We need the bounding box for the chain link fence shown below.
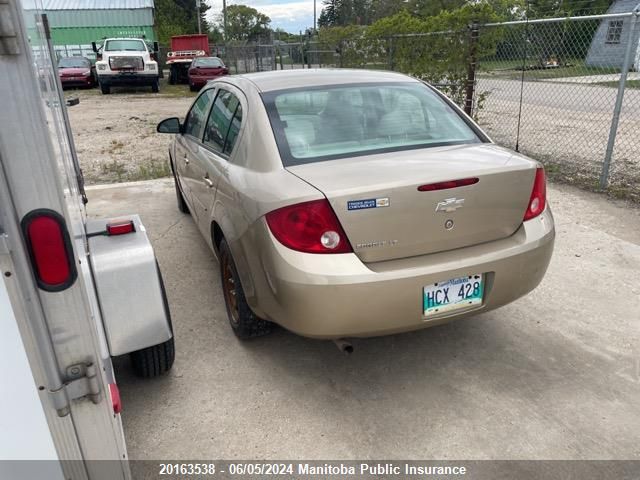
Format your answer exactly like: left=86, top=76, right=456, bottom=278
left=161, top=9, right=640, bottom=201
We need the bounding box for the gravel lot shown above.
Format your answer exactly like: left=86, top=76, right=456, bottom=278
left=477, top=77, right=640, bottom=201
left=66, top=85, right=194, bottom=184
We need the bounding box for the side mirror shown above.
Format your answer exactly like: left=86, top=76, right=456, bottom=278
left=156, top=117, right=182, bottom=133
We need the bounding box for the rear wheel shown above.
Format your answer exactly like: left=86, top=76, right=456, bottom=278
left=219, top=239, right=273, bottom=340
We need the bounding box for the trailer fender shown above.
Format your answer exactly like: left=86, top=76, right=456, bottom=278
left=86, top=215, right=173, bottom=356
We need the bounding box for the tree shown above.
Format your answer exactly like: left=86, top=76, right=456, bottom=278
left=218, top=5, right=271, bottom=41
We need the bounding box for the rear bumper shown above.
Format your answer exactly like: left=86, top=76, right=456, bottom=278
left=98, top=73, right=159, bottom=87
left=243, top=209, right=555, bottom=338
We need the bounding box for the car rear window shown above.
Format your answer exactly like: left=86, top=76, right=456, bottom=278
left=262, top=82, right=483, bottom=166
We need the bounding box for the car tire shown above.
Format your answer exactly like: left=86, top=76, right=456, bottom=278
left=219, top=238, right=273, bottom=340
left=173, top=172, right=191, bottom=214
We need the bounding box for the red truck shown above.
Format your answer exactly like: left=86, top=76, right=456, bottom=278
left=167, top=34, right=210, bottom=85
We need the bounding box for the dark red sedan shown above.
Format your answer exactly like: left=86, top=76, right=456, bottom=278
left=189, top=57, right=229, bottom=92
left=58, top=57, right=96, bottom=88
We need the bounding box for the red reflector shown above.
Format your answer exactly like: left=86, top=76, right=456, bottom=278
left=109, top=383, right=122, bottom=414
left=523, top=167, right=547, bottom=221
left=23, top=214, right=75, bottom=291
left=418, top=177, right=480, bottom=192
left=266, top=199, right=352, bottom=253
left=107, top=220, right=136, bottom=235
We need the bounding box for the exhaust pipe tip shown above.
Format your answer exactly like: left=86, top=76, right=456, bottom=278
left=333, top=338, right=353, bottom=355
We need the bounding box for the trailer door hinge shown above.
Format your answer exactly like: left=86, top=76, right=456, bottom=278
left=49, top=363, right=101, bottom=417
left=0, top=0, right=20, bottom=55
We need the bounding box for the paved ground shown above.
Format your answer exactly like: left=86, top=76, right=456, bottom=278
left=88, top=180, right=640, bottom=459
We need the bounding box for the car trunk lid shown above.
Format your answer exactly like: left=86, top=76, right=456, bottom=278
left=288, top=144, right=537, bottom=263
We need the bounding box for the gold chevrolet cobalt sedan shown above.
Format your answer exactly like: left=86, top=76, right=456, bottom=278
left=158, top=69, right=555, bottom=339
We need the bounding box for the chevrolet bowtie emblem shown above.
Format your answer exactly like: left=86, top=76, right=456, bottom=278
left=436, top=197, right=464, bottom=213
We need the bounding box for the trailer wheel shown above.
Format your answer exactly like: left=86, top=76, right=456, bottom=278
left=130, top=337, right=176, bottom=378
left=220, top=238, right=273, bottom=340
left=129, top=260, right=176, bottom=378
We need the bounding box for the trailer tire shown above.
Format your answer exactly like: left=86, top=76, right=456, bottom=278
left=130, top=337, right=176, bottom=378
left=129, top=260, right=176, bottom=378
left=219, top=238, right=273, bottom=340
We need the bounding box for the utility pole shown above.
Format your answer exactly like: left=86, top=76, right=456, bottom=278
left=222, top=0, right=227, bottom=41
left=196, top=0, right=202, bottom=33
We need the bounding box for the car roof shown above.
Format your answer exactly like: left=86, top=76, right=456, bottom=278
left=232, top=68, right=419, bottom=92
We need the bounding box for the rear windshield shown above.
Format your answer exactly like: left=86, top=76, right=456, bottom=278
left=193, top=57, right=224, bottom=67
left=263, top=82, right=482, bottom=166
left=104, top=40, right=147, bottom=52
left=58, top=57, right=91, bottom=68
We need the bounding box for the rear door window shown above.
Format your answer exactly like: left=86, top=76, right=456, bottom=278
left=184, top=89, right=215, bottom=140
left=204, top=89, right=242, bottom=155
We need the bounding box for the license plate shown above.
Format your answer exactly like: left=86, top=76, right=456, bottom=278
left=422, top=274, right=484, bottom=317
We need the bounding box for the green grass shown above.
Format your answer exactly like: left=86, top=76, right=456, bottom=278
left=593, top=80, right=640, bottom=90
left=478, top=59, right=620, bottom=80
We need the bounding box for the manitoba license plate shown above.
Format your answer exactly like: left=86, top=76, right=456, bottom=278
left=422, top=274, right=484, bottom=317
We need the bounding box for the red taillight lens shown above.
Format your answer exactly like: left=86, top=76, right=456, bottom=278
left=266, top=200, right=352, bottom=253
left=22, top=210, right=76, bottom=291
left=418, top=177, right=479, bottom=192
left=107, top=220, right=136, bottom=235
left=109, top=383, right=122, bottom=415
left=524, top=167, right=547, bottom=221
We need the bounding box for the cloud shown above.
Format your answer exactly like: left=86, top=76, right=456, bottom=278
left=207, top=0, right=322, bottom=33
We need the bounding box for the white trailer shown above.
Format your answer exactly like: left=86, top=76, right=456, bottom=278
left=0, top=0, right=174, bottom=480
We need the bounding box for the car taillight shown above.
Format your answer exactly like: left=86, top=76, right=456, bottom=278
left=524, top=167, right=547, bottom=221
left=266, top=199, right=353, bottom=253
left=22, top=209, right=77, bottom=292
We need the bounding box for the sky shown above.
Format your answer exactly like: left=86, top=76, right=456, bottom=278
left=206, top=0, right=322, bottom=33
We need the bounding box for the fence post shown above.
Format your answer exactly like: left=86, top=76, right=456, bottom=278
left=600, top=4, right=640, bottom=190
left=464, top=21, right=480, bottom=116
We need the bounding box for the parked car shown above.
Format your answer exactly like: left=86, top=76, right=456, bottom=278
left=91, top=38, right=160, bottom=95
left=189, top=57, right=229, bottom=92
left=158, top=69, right=555, bottom=339
left=58, top=57, right=96, bottom=88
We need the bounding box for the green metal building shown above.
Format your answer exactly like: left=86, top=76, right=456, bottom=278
left=23, top=0, right=156, bottom=56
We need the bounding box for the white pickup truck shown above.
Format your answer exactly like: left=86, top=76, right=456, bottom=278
left=92, top=38, right=160, bottom=94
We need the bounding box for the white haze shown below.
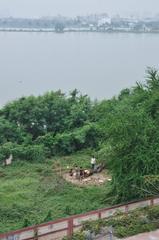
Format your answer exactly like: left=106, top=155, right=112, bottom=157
left=0, top=0, right=159, bottom=17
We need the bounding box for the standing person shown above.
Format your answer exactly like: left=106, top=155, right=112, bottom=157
left=91, top=156, right=96, bottom=170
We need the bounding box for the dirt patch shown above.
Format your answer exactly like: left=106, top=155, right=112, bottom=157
left=63, top=171, right=111, bottom=186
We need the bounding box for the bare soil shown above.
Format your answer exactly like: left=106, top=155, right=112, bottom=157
left=63, top=170, right=111, bottom=186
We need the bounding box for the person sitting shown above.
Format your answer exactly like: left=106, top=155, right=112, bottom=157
left=80, top=167, right=84, bottom=179
left=91, top=156, right=96, bottom=170
left=69, top=168, right=73, bottom=177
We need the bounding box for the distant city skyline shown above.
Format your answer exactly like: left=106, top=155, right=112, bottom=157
left=0, top=0, right=159, bottom=17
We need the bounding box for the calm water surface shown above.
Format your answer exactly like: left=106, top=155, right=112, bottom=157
left=0, top=32, right=159, bottom=106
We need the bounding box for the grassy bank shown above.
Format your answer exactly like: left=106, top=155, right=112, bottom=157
left=0, top=154, right=107, bottom=233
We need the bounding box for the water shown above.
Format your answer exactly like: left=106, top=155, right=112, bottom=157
left=0, top=32, right=159, bottom=106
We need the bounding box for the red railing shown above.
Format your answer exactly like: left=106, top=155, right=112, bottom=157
left=0, top=197, right=159, bottom=240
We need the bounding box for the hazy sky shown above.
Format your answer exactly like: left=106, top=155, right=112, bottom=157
left=0, top=0, right=159, bottom=17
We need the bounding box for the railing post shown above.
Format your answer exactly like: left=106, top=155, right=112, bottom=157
left=67, top=218, right=73, bottom=237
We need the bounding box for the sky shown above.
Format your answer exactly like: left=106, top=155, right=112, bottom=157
left=0, top=0, right=159, bottom=17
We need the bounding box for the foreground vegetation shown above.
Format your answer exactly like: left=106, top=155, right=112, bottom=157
left=0, top=153, right=107, bottom=233
left=0, top=69, right=159, bottom=231
left=64, top=206, right=159, bottom=240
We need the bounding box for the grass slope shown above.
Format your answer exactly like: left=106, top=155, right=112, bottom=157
left=0, top=154, right=107, bottom=233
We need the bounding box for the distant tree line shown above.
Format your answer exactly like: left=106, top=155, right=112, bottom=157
left=0, top=68, right=159, bottom=202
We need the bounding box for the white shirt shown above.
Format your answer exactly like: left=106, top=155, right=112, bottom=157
left=91, top=158, right=96, bottom=164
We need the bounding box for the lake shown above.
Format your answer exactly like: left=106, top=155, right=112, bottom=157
left=0, top=32, right=159, bottom=106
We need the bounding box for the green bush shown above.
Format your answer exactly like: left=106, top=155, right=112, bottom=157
left=0, top=143, right=46, bottom=162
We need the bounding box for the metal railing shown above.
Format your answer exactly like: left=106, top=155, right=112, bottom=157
left=0, top=197, right=159, bottom=240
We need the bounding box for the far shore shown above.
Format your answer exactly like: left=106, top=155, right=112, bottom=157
left=0, top=28, right=159, bottom=34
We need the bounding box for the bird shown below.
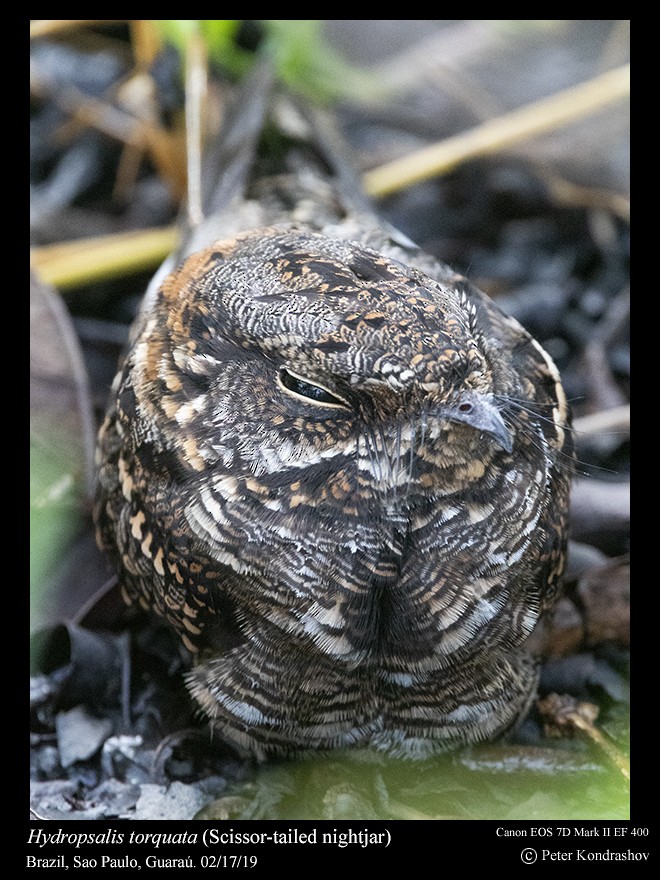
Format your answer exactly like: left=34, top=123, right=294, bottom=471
------------------------------------------------------------------------
## YOUR INSTRUCTIONS
Print the stretch of the items from the start through the line that contains "left=173, top=172, right=191, bottom=214", copying each line unchanged and leaving out the pictures.

## EXERCISE RESPONSE
We need the bounding box for the chain link fence shown below.
Format your answer exactly like: left=86, top=76, right=456, bottom=278
left=161, top=9, right=640, bottom=201
We need the bounding box for the gravel lot shown above.
Format your answer exactly like: left=86, top=76, right=456, bottom=278
left=477, top=77, right=640, bottom=201
left=66, top=85, right=194, bottom=184
We need the bounding box for the side mirror shown above.
Format your answer exactly like: left=86, top=76, right=456, bottom=278
left=156, top=117, right=182, bottom=133
We need the bounding box for the rear wheel shown above.
Format your answer exactly like: left=86, top=76, right=456, bottom=278
left=219, top=239, right=273, bottom=340
We need the bounding box for the trailer fender shown above.
Format your answer exactly like: left=86, top=76, right=456, bottom=278
left=86, top=215, right=173, bottom=356
We need the bounding box for the tree shown above.
Format your answer exactly like: left=86, top=76, right=456, bottom=278
left=218, top=5, right=271, bottom=41
We need the bounding box for the rear bumper shown above.
Format your answer exactly like: left=86, top=76, right=456, bottom=278
left=98, top=73, right=159, bottom=87
left=243, top=209, right=555, bottom=338
We need the bounding box for the car rear window shown above.
Format your answer exactly like: left=86, top=76, right=456, bottom=278
left=262, top=82, right=483, bottom=166
We need the bounding box for the car tire shown above.
Format your answer exactly like: left=86, top=76, right=456, bottom=278
left=219, top=238, right=273, bottom=340
left=173, top=172, right=191, bottom=214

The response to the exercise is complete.